TO DO —
Look below for the line holding "x=110, y=109" and the line holding "x=138, y=15". Transcribe exactly those lines and all lines between them, nothing more.

(Items from a data source)
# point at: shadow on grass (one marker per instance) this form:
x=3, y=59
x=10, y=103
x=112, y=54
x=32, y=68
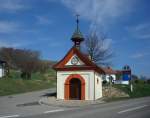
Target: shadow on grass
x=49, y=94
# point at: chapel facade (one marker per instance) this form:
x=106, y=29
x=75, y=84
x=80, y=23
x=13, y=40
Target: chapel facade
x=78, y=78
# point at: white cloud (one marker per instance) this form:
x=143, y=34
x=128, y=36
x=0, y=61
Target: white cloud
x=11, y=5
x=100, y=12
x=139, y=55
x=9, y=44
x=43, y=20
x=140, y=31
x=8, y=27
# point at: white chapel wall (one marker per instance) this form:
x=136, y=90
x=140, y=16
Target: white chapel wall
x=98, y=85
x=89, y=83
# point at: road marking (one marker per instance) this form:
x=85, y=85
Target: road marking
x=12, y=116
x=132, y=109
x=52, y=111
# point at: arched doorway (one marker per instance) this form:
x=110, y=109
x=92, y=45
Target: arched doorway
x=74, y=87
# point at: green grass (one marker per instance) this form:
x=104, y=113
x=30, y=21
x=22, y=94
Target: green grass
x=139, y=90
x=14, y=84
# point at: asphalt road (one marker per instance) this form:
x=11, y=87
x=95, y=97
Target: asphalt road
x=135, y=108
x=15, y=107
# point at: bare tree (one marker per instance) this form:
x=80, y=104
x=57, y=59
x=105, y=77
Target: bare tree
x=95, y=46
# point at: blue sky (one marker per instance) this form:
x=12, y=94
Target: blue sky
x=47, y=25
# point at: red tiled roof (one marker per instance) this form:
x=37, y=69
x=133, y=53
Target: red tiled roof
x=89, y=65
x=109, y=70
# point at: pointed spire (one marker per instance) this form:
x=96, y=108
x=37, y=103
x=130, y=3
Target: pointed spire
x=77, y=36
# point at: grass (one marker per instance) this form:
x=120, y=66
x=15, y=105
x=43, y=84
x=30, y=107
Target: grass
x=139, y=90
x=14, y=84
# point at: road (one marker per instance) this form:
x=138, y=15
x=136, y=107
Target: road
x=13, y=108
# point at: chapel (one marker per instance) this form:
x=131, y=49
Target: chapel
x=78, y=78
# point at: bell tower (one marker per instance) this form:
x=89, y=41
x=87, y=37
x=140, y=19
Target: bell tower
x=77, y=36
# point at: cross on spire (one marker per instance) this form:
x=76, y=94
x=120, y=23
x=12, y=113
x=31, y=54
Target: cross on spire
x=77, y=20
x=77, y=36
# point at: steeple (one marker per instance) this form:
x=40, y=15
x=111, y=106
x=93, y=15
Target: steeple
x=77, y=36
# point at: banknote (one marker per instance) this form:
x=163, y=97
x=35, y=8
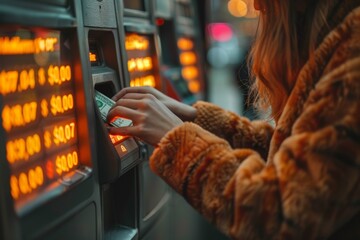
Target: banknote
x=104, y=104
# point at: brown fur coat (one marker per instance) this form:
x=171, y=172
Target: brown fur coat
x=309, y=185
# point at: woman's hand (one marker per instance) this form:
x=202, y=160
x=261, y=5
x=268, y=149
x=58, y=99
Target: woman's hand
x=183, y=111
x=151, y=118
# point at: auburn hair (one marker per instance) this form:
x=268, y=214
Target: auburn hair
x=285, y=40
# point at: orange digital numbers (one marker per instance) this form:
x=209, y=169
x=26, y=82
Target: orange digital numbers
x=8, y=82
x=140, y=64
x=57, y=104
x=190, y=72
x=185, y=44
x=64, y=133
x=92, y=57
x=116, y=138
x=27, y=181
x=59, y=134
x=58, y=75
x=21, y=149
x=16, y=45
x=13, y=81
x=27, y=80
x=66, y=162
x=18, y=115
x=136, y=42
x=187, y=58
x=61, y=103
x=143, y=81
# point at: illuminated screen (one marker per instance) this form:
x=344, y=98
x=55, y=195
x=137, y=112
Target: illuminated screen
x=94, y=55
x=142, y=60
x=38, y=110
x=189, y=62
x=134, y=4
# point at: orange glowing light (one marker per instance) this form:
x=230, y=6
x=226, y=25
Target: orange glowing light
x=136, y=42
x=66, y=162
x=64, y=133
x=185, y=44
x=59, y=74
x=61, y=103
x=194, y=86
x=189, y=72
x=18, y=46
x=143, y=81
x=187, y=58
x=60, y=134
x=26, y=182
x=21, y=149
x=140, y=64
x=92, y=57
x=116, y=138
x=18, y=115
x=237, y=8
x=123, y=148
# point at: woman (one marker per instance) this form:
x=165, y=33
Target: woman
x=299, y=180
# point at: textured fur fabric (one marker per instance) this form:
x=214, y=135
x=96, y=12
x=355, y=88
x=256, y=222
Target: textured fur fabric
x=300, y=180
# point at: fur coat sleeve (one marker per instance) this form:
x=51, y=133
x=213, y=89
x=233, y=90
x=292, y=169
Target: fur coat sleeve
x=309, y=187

SOLUTION TO THE EXERCISE —
x=110, y=109
x=92, y=45
Target: arched doorway
x=74, y=87
# point at: green grass (one marker per instance) this form:
x=104, y=113
x=30, y=21
x=22, y=94
Target: green grass
x=139, y=90
x=14, y=84
# point at: asphalt road (one marker per instance) this form:
x=11, y=87
x=95, y=97
Target: asphalt road
x=135, y=108
x=15, y=107
# point at: bare tree (one marker per instance) this form:
x=80, y=104
x=57, y=59
x=105, y=77
Target: bare tree
x=95, y=46
# point at: blue sky (one marker per instance) this form:
x=12, y=94
Target: blue sky
x=47, y=25
# point at: red tiled roof (one marker per instance) this form:
x=37, y=69
x=133, y=53
Target: red tiled roof
x=89, y=65
x=109, y=70
# point at: pointed spire (one marker per instance) this form:
x=96, y=108
x=37, y=103
x=130, y=3
Target: pointed spire
x=77, y=36
# point at: grass (one marker per instance) this form:
x=120, y=66
x=15, y=105
x=43, y=84
x=30, y=107
Target: grass
x=139, y=90
x=14, y=84
# point at: road (one marker per instance) this form:
x=138, y=15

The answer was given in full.